→ Directions
Below are records; reproduce exactly the lines from the one containing "Where can the asphalt track" through the end, both included, and only those.

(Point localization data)
########

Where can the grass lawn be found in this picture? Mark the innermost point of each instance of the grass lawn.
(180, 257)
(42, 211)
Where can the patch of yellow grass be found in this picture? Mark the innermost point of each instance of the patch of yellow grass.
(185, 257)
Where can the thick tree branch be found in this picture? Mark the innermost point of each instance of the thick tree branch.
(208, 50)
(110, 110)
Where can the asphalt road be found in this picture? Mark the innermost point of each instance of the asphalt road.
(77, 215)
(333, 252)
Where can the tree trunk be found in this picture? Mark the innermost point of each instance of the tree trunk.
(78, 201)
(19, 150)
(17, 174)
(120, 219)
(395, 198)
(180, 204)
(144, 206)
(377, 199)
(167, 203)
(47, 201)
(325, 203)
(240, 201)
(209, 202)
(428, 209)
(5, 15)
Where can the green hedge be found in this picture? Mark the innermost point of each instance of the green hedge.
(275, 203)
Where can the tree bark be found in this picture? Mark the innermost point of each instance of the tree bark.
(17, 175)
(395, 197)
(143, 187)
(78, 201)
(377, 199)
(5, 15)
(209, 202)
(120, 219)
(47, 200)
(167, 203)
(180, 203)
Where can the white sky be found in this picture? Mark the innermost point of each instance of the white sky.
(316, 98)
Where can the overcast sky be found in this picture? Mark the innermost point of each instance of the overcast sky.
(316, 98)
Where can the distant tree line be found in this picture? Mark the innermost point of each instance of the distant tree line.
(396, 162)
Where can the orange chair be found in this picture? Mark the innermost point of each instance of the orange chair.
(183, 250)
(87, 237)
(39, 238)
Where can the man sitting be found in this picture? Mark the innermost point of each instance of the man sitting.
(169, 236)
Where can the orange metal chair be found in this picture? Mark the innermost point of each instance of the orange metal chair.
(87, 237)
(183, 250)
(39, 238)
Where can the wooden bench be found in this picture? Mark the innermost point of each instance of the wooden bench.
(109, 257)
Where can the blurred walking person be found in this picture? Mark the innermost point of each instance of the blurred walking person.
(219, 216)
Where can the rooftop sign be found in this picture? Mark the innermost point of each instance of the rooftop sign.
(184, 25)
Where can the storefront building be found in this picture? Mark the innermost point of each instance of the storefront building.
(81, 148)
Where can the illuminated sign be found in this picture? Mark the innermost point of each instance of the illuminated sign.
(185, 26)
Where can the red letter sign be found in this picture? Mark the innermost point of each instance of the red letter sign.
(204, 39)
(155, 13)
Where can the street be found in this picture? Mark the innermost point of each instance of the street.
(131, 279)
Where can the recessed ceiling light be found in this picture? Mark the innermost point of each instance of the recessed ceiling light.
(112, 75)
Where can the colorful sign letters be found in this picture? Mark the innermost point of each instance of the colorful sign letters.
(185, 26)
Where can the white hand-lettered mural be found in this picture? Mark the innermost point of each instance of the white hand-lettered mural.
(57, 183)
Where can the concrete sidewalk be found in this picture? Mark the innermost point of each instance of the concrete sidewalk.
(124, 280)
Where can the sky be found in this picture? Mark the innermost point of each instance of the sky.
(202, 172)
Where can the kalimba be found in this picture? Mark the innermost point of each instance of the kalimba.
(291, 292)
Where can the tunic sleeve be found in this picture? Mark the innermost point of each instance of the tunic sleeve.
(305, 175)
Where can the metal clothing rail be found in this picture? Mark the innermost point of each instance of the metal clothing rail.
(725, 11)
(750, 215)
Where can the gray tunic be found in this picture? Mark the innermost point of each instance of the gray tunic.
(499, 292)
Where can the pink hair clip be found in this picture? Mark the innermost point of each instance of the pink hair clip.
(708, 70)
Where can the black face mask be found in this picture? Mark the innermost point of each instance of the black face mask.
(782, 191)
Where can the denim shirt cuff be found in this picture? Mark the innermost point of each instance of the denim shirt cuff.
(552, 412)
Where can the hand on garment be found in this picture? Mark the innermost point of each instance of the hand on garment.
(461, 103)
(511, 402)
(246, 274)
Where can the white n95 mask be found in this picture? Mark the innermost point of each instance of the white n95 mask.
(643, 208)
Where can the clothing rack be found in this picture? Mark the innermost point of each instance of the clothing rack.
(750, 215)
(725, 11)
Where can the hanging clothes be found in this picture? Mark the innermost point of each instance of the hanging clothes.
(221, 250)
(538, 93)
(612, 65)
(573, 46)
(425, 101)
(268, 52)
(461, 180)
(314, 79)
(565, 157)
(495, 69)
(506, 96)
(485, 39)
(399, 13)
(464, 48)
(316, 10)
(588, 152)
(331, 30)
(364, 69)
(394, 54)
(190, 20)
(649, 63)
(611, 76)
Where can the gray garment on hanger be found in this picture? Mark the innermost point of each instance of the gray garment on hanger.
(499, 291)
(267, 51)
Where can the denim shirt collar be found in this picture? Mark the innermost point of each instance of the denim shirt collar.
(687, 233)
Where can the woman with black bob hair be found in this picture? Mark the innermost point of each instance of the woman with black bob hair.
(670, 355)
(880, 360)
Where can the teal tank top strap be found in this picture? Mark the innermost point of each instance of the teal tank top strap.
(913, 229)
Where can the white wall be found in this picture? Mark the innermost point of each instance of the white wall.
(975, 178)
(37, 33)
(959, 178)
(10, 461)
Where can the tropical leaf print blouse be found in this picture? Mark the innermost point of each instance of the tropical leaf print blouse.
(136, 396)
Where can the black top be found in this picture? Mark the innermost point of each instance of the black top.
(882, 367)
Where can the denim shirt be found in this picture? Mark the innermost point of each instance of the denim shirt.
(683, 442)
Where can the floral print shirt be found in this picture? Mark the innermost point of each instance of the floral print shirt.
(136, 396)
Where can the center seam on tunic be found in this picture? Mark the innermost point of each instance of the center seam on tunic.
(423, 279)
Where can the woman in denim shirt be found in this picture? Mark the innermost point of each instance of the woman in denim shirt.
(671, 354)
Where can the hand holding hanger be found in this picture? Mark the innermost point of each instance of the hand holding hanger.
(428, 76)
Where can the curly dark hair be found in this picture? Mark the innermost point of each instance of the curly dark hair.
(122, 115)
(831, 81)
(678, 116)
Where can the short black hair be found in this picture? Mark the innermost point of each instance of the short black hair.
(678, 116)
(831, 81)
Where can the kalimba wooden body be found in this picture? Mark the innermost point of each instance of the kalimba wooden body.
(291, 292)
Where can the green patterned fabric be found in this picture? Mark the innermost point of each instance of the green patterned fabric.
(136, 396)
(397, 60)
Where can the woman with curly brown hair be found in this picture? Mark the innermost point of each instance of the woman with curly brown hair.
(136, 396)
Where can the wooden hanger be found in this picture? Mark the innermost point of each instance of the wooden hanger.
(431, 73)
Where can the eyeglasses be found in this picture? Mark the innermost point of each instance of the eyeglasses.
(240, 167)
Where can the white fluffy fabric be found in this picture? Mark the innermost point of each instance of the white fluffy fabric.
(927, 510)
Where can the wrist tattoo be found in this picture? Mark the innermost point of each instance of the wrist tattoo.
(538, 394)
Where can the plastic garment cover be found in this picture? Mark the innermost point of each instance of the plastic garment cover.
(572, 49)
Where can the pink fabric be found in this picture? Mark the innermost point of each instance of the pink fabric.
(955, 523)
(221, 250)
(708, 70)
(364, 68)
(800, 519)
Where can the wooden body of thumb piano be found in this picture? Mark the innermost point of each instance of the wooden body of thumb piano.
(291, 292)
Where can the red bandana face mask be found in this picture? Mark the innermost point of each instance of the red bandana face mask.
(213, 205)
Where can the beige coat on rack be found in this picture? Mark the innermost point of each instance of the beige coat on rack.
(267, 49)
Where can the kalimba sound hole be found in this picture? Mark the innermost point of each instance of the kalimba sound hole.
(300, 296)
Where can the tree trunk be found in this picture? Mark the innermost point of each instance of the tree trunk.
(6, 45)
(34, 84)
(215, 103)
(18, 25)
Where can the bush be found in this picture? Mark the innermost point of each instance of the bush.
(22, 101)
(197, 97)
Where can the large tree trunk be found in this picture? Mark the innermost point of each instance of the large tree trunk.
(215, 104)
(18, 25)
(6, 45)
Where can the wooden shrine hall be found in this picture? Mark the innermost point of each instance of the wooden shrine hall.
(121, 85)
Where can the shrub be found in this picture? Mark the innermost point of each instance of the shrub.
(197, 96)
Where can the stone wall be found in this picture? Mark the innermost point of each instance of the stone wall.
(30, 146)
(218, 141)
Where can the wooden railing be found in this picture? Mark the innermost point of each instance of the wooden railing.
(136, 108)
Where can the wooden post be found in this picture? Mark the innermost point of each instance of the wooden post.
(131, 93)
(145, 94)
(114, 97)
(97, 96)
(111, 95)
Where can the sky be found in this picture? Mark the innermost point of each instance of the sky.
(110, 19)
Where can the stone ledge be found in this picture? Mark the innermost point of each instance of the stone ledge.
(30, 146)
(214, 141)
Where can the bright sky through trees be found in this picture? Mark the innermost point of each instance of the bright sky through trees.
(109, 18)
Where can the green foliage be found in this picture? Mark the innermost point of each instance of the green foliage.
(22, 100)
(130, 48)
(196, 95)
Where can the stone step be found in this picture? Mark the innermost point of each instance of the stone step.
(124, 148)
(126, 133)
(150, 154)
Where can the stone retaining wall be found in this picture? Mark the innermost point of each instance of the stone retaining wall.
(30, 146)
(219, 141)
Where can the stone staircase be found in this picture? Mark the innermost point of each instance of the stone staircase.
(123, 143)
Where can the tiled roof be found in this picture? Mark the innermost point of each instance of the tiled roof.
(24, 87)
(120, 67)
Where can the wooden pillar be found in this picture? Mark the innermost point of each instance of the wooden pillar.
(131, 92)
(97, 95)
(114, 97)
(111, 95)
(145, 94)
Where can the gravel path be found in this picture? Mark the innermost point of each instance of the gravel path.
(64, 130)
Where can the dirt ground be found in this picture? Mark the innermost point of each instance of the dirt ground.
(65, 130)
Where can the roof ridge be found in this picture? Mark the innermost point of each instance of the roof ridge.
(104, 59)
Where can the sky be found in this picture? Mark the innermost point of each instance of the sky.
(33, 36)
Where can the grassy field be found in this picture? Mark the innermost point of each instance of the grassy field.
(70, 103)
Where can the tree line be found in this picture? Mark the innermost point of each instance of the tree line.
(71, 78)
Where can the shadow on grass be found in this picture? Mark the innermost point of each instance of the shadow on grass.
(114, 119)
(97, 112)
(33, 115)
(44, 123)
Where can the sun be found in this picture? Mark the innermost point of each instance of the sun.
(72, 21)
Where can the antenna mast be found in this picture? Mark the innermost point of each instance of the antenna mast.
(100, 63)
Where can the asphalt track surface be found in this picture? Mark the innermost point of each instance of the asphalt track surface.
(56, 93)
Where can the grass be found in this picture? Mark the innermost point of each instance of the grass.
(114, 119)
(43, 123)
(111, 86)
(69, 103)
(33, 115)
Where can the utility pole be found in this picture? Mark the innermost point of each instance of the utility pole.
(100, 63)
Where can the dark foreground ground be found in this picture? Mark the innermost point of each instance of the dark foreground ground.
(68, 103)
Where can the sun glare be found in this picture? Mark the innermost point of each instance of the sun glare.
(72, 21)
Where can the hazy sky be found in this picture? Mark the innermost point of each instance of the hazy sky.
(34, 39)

########

→ Result of the exercise
Where can the asphalt track surface be found in this picture? Mark the innermost point of each instance of the asphalt track surface.
(56, 93)
Where can the grass be found in this picture? Mark the innermost point of each instance of the grass.
(114, 119)
(43, 123)
(111, 86)
(69, 103)
(33, 115)
Where can the utility pole be found in this picture? Mark the innermost point of each instance of the utility pole.
(100, 63)
Where can the dark foreground ground be found in this picture? Mark the innermost point of each instance of the dark foreground ground.
(68, 103)
Where can the sun glare be found in this picture? Mark the innermost point of each instance of the sun glare.
(72, 21)
Where can the hazy sky be found in this picture? Mark the innermost point of each instance of the hazy sky.
(34, 39)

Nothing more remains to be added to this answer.